▶ [Written problem]: Convert all of the entries below into a JSON list of strings, with one string per line and the blank lines omitted.

▶ [Data shown]:
::::

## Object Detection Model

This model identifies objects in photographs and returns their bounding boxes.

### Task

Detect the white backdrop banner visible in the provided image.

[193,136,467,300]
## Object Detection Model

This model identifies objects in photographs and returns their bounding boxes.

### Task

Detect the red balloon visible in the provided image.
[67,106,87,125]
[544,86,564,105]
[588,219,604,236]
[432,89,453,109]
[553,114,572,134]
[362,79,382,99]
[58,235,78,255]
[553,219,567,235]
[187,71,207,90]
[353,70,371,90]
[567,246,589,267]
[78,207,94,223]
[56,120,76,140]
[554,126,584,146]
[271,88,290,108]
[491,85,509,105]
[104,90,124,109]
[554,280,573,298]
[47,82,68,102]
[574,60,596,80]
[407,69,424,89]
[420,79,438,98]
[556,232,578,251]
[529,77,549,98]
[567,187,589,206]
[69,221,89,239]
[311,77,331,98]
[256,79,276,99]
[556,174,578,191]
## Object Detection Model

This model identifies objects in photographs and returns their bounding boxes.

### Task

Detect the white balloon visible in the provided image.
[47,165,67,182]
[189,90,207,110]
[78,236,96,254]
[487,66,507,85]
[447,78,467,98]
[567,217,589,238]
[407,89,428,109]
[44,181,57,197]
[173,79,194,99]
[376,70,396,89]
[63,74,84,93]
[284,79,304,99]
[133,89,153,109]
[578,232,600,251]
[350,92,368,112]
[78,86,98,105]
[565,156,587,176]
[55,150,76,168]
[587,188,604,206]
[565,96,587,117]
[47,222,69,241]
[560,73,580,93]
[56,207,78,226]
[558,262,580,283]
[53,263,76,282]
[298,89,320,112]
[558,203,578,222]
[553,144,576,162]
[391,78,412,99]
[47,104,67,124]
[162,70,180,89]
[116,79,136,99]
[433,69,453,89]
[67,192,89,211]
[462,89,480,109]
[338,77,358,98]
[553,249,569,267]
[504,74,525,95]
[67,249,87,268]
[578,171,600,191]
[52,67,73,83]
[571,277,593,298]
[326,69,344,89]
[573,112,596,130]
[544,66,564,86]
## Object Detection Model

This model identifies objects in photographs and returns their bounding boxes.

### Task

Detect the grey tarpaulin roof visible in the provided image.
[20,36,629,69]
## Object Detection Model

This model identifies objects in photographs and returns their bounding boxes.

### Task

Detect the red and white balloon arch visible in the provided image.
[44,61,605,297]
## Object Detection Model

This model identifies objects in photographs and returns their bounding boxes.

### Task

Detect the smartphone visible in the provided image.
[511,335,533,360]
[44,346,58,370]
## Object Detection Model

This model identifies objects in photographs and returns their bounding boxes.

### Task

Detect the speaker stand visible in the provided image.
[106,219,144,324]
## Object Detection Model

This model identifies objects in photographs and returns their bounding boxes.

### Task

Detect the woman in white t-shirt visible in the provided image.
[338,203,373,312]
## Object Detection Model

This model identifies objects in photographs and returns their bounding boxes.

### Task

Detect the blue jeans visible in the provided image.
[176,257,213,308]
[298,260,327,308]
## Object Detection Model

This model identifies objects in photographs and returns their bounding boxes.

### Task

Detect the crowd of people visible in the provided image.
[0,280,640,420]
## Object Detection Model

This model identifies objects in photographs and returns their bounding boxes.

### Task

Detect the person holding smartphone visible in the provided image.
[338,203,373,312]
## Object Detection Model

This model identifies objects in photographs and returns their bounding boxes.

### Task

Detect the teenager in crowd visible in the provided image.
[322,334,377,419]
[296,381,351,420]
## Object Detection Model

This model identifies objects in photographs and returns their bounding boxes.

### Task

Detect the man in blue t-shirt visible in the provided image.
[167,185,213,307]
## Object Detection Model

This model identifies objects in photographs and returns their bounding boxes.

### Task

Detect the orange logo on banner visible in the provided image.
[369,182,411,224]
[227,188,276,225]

::::

▶ [Output for this task]:
[
  "## Object Detection Model",
  "This model identifies objects in photographs and returns their bounding boxes.",
  "### Task",
  "Detect the white backdrop banner visible in the provided image.",
  "[193,136,467,300]",
  "## Object Detection Model",
  "This model identifies objects in photographs and returns their bounding boxes.",
  "### Task",
  "Detect the red balloon visible in the provided image.",
  "[67,106,87,125]",
  "[544,86,564,105]",
  "[588,219,604,236]",
  "[432,89,453,109]",
  "[553,114,572,134]",
  "[362,79,382,99]",
  "[58,235,78,255]",
  "[553,219,567,235]",
  "[187,71,207,90]",
  "[353,70,371,90]",
  "[567,246,589,267]",
  "[78,207,94,223]",
  "[56,120,76,140]",
  "[554,126,584,146]",
  "[271,88,290,108]",
  "[491,85,509,105]",
  "[104,90,124,109]",
  "[554,280,573,298]",
  "[47,82,68,102]",
  "[574,60,596,80]",
  "[407,69,424,89]",
  "[420,79,438,98]",
  "[556,232,578,251]",
  "[529,77,549,98]",
  "[567,187,589,206]",
  "[69,221,89,239]",
  "[311,77,331,98]",
  "[256,79,276,99]",
  "[556,174,578,191]",
  "## Object Detection Model",
  "This model identifies objects in photographs and returns their bounding boxes.",
  "### Task",
  "Detect the white balloon visible in the provided image.",
  "[47,165,67,182]",
  "[189,90,207,110]",
  "[78,236,96,254]",
  "[487,66,507,85]",
  "[447,78,467,98]",
  "[567,217,589,238]",
  "[407,89,428,109]",
  "[44,181,57,197]",
  "[173,79,194,99]",
  "[376,70,396,89]",
  "[63,74,84,93]",
  "[284,79,304,99]",
  "[133,89,153,109]",
  "[578,232,600,251]",
  "[350,92,368,112]",
  "[78,86,98,105]",
  "[565,156,587,176]",
  "[55,150,76,168]",
  "[587,188,604,206]",
  "[565,96,587,117]",
  "[47,222,69,241]",
  "[560,73,580,93]",
  "[56,207,78,226]",
  "[558,262,580,283]",
  "[53,263,76,282]",
  "[298,89,320,112]",
  "[558,203,578,222]",
  "[553,144,576,162]",
  "[391,78,412,99]",
  "[47,104,67,124]",
  "[162,70,180,89]",
  "[116,79,136,99]",
  "[433,69,453,89]",
  "[67,192,89,211]",
  "[462,89,480,109]",
  "[338,77,358,98]",
  "[553,249,569,267]",
  "[504,74,525,95]",
  "[67,249,87,268]",
  "[578,171,600,191]",
  "[52,67,73,83]",
  "[571,277,593,298]",
  "[326,69,344,89]",
  "[573,112,596,130]",
  "[544,66,564,86]",
  "## Object Detection Model",
  "This model identifies objects in photographs and returns their bounding boxes.",
  "### Task",
  "Detect the grey tarpaulin roof visible in the provided image.",
  "[20,36,629,69]",
  "## Object Detection Model",
  "This model identifies objects in photographs and returns their bounding boxes.",
  "### Task",
  "Detect the red and white balloon arch visible in the provided image.",
  "[44,61,605,297]",
  "## Object Detection Model",
  "This model identifies objects in photographs and returns their bounding boxes.",
  "### Task",
  "Detect the smartphone visible in the provided image.",
  "[511,335,533,360]",
  "[44,346,58,370]",
  "## Object Detection Model",
  "This model identifies objects in photographs and returns their bounding boxes.",
  "### Task",
  "Detect the speaker stand visible in the provided image.",
  "[106,219,144,324]",
  "## Object Detection Model",
  "This model identifies objects in photographs and returns their bounding boxes.",
  "### Task",
  "Detect the woman in white t-shirt visible in the provided image.",
  "[338,203,373,312]",
  "## Object Detection Model",
  "This model identifies objects in photographs and returns their bounding boxes.",
  "### Task",
  "Detect the blue jeans visible in the provided image.",
  "[176,257,213,308]",
  "[298,260,327,308]",
  "## Object Detection Model",
  "This model identifies objects in photographs and returns their bounding boxes.",
  "### Task",
  "Detect the crowd of people visible in the provided image.",
  "[0,280,640,420]",
  "## Object Detection Model",
  "This model identifies objects in photographs and returns their bounding boxes.",
  "### Task",
  "Detect the person holding smartphone visible in the provided image.",
  "[338,203,373,312]",
  "## Object Detection Model",
  "This model identifies objects in photographs and returns their bounding boxes.",
  "### Task",
  "Detect the teenager in crowd visible in the provided image.",
  "[322,334,377,419]",
  "[296,381,351,420]",
  "## Object Detection Model",
  "This model identifies objects in photographs and returns their bounding boxes.",
  "### Task",
  "Detect the man in blue t-shirt visible in the provided image.",
  "[167,185,213,307]",
  "## Object Detection Model",
  "This model identifies objects in photographs and returns their bounding boxes.",
  "### Task",
  "Detect the orange logo on banner visible in the provided image.",
  "[369,182,411,224]",
  "[227,188,276,225]"
]